■ ENUNCIADO ■
Escribe la continuación del texto sobre la culpa, empezando justo después de su última oración.

■ TEXTO PROPORCIONADO ■
——

Y si bien es cierto que el pasado no se puede modificar, también lo es que puede deparar aprendizajes valiosos; el arrepentimiento puede fructificar en responsabilidad. Sin embargo, la culpa se transforma a menudo en un poder paralizante o intimidador. Hay diferentes maneras de vivir todo esto. Algunas personas se sienten culpables por cosas acaecidas en el pasado mientras otras, por el contrario, experimentan esta emoción frente a
las posibles consecuencias futuras de un acto.
En el primer caso, la contrición es una especie de lastre que obliga a revisar el pasado una y otra vez. En ocasiones se puede hablar del tema con las personas a las que se pudo dañar, lo que permite madurar y afrontar lo que sucedió. En otras situaciones la culpa sobreviene al sentir que lo que se hizo no estuvo bien, incluso siendo uno mismo la principal víctima de lo acontecido.
Podría servir como ejemplo para este caso el de una mujer que vivía con gran culpa los abusos de que fue víctima en su infancia. Se culpaba por no haber sido capaz de evitarlos, e incluso se avergonzaba por haber tenido sentimientos ambivalentes respecto al abusador: había experimentado a la vez odio y afecto hacia él; eso la llevaba a sentirse tremendamente mal.
Otras personas, en cambio, sienten culpa de aquello que ni siquiera han hecho pero tal vez desearían hacer. La culpa surge al pensar en las posibles consecuencias de sus actos, como quien desea separarse de su pareja pero al intuir que todo ello comportaría un gran dolor se mortifica diciéndose que no debería pensar en ello y que debería estar feliz con su condición.
Estas son circunstancias dramáticas que suelen desembocar en un gran dolor y preocupación aunque, por fortuna, no son muy habituales. En estos casos extremos se puede consultar a un profesional para pedir una ayuda eficiente, compartir el pesar y encontrar caminos para sanar el día a día.

——

Registros de datos sobre la ubicación de objetos:
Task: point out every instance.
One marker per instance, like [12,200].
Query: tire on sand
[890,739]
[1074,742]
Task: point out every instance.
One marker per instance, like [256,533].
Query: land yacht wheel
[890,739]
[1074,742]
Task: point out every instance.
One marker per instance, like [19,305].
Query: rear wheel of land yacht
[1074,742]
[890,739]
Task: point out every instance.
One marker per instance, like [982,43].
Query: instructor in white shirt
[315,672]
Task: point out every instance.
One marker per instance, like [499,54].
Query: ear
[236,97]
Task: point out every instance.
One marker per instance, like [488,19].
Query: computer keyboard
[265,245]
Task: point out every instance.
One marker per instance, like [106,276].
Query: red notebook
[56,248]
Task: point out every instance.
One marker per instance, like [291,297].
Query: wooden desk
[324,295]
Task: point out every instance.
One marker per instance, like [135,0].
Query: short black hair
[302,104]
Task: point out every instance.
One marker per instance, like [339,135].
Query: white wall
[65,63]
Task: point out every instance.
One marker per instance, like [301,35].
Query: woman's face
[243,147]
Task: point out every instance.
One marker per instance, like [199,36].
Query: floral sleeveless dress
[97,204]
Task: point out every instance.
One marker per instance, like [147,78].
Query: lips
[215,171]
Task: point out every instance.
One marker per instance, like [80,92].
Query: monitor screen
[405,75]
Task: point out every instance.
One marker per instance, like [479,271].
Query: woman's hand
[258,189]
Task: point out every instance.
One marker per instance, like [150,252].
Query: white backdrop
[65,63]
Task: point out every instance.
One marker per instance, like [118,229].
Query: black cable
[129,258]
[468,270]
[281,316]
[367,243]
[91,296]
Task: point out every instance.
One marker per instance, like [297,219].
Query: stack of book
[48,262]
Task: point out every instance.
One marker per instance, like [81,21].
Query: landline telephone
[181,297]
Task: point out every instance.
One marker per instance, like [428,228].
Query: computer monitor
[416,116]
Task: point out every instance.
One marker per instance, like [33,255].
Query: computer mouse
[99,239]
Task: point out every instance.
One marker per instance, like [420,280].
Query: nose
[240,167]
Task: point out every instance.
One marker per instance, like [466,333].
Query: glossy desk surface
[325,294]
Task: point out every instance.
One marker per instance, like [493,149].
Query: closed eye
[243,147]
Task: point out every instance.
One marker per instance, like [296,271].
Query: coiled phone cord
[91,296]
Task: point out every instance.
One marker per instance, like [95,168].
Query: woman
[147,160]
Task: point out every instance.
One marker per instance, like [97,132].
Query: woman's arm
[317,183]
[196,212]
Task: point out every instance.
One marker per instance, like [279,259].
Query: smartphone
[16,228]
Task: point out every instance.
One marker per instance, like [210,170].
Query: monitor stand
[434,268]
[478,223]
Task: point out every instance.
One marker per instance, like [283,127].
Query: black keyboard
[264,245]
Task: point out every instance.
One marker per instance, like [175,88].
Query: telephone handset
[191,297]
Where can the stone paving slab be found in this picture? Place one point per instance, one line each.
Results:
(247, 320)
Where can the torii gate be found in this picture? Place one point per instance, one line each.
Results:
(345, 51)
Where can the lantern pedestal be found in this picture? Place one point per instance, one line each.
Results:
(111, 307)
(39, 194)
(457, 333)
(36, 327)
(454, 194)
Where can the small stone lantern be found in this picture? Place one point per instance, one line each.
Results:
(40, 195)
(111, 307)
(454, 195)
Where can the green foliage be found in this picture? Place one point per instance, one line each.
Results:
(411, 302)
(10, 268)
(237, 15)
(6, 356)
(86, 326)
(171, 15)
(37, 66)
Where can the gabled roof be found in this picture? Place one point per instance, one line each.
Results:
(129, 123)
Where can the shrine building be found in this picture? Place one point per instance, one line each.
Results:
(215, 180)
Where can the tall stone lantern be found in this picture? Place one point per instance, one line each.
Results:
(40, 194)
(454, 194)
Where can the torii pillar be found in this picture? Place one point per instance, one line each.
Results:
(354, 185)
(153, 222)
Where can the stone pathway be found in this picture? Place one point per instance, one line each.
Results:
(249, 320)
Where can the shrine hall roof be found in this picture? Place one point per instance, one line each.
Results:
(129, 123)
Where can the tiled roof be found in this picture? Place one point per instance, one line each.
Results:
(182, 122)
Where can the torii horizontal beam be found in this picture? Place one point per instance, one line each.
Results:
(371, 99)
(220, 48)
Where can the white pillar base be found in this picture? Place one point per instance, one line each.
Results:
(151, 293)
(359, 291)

——

■ RESPUESTA ■
UNA FRONTERA INCIERTA
El sentimiento de culpa nos visita cuando pensamos que hacemos un posible daño a otro y eso es algo que estructuramos en la infancia. ¿Qué normas aprendimos en nuestro entorno familiar? ¿Qué era lícito y qué no? Cuando interiorizamos estas cosas solemos creer que se trata de reglas generales para todo el mundo. No pensamos que, a menudo, los que nos rodean han tenido experiencias y normas diferentes.
Al crecer podemos darnos cuenta de que algunas de esas reglas inculcadas han dejado de ser útiles, o bien percibimos que las normas de otro parecen mejores. Con todo, a menudo no es posible cambiar de comportamiento sin sentirse culpable.
Es el caso de la persona que aprendió de su madre que tenía que cuidar de todo el mundo desocupándose de sí misma, y que sigue obrando de ese modo a pesar de ser consciente de que no le hace bien. O del hombre que aprendió a no mostrar sus emociones y que, cuando lo hace, siente ante todo vergüenza y vulnerabilidad.
Cuando una persona nos muestra las penas y los escollos por los que transita también podemos sentirnos culpables. Tal vez porque nuestra situación es más cómoda, o porque creemos que al contar esas cosas está pidiendo ayuda. ¿A quién no le ha sucedido que tras ayudar a un tercero no solo no recibió su agradecimiento sino que cosechó un reproche? No es raro esforzarse en vano en resolver problemas de los demás, mientras que no hacerlo puede llevar a sentirse afligido o egoísta.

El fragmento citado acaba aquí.